### Work item
Could you rewrite the material below as a numbered list, beginning with the line that contains "In every <instance>, the" and continuing through the line that contains "negative clicks: (192, 532) (235, 694)", leaving out any blank lines?

### Supplied information
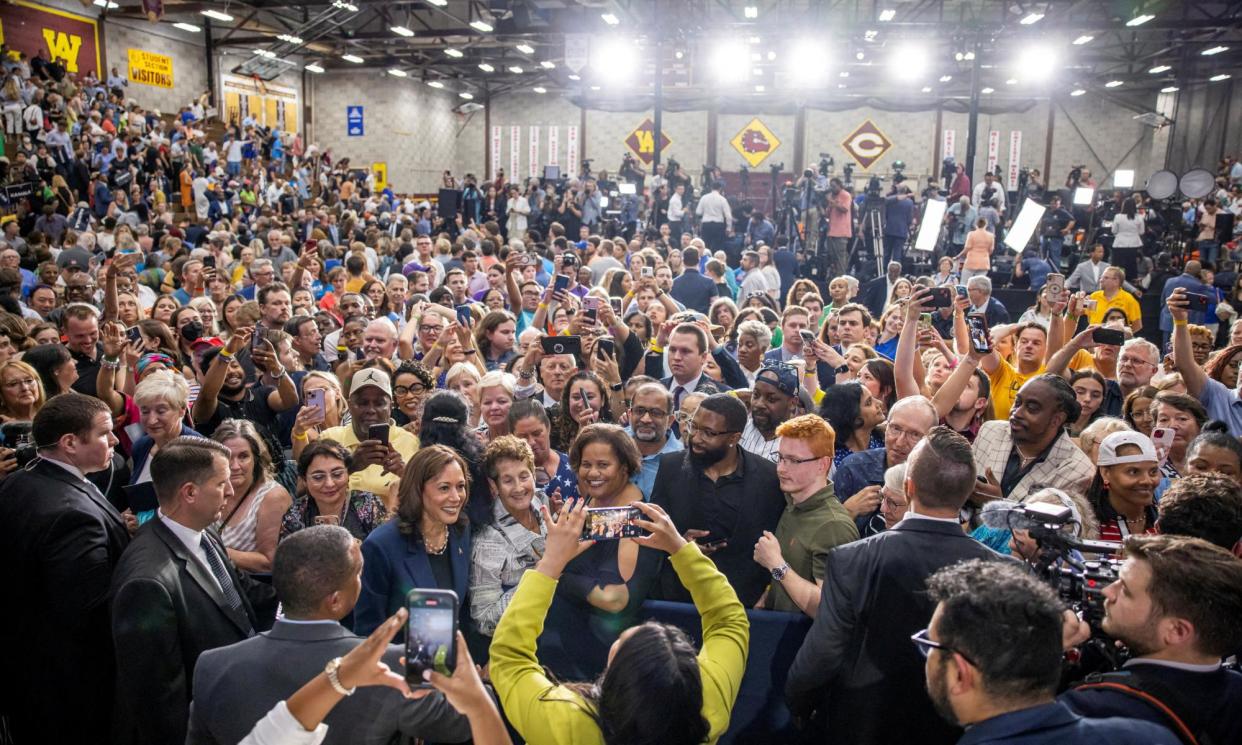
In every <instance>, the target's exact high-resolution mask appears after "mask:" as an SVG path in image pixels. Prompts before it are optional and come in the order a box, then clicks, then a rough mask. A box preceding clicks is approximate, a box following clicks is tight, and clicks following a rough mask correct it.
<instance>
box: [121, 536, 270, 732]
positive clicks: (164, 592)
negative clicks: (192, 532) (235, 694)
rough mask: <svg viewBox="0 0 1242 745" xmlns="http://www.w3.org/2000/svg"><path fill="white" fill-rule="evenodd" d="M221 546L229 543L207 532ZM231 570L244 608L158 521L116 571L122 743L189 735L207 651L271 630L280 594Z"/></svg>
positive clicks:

...

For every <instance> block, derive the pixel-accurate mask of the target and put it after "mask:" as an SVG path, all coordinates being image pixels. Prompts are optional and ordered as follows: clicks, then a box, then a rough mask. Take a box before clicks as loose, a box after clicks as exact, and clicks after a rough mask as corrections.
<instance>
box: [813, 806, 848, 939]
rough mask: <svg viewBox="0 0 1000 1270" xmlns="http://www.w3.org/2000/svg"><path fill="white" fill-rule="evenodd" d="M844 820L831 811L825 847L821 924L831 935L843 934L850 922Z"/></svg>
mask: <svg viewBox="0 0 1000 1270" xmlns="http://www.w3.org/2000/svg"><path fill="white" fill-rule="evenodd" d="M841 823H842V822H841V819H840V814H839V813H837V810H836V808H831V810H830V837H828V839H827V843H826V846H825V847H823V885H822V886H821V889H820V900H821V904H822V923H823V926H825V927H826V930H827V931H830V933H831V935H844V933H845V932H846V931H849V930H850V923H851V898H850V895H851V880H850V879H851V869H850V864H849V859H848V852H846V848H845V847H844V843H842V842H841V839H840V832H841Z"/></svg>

...

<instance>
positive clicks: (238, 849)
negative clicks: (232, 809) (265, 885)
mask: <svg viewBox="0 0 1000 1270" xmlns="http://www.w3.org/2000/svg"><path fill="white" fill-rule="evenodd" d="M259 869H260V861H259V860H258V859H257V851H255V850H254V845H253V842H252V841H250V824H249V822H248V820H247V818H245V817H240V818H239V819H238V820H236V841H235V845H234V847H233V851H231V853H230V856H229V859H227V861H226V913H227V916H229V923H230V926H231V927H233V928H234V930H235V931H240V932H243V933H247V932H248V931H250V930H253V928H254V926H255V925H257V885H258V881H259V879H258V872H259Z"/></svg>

### Output for this exercise
1. In every <instance>, the target's exact high-resolution mask appears after "mask:" as an SVG path in image pixels. Prompts before it are optional and come in the order a box, then clicks, then a rough mask. A box preceding clicks is approximate, a box following clicks is tight, and clicks following a rough mask correct it.
2. <instance>
3. box: [121, 536, 270, 732]
4. positive clicks: (164, 592)
5. negative clicks: (192, 532) (235, 694)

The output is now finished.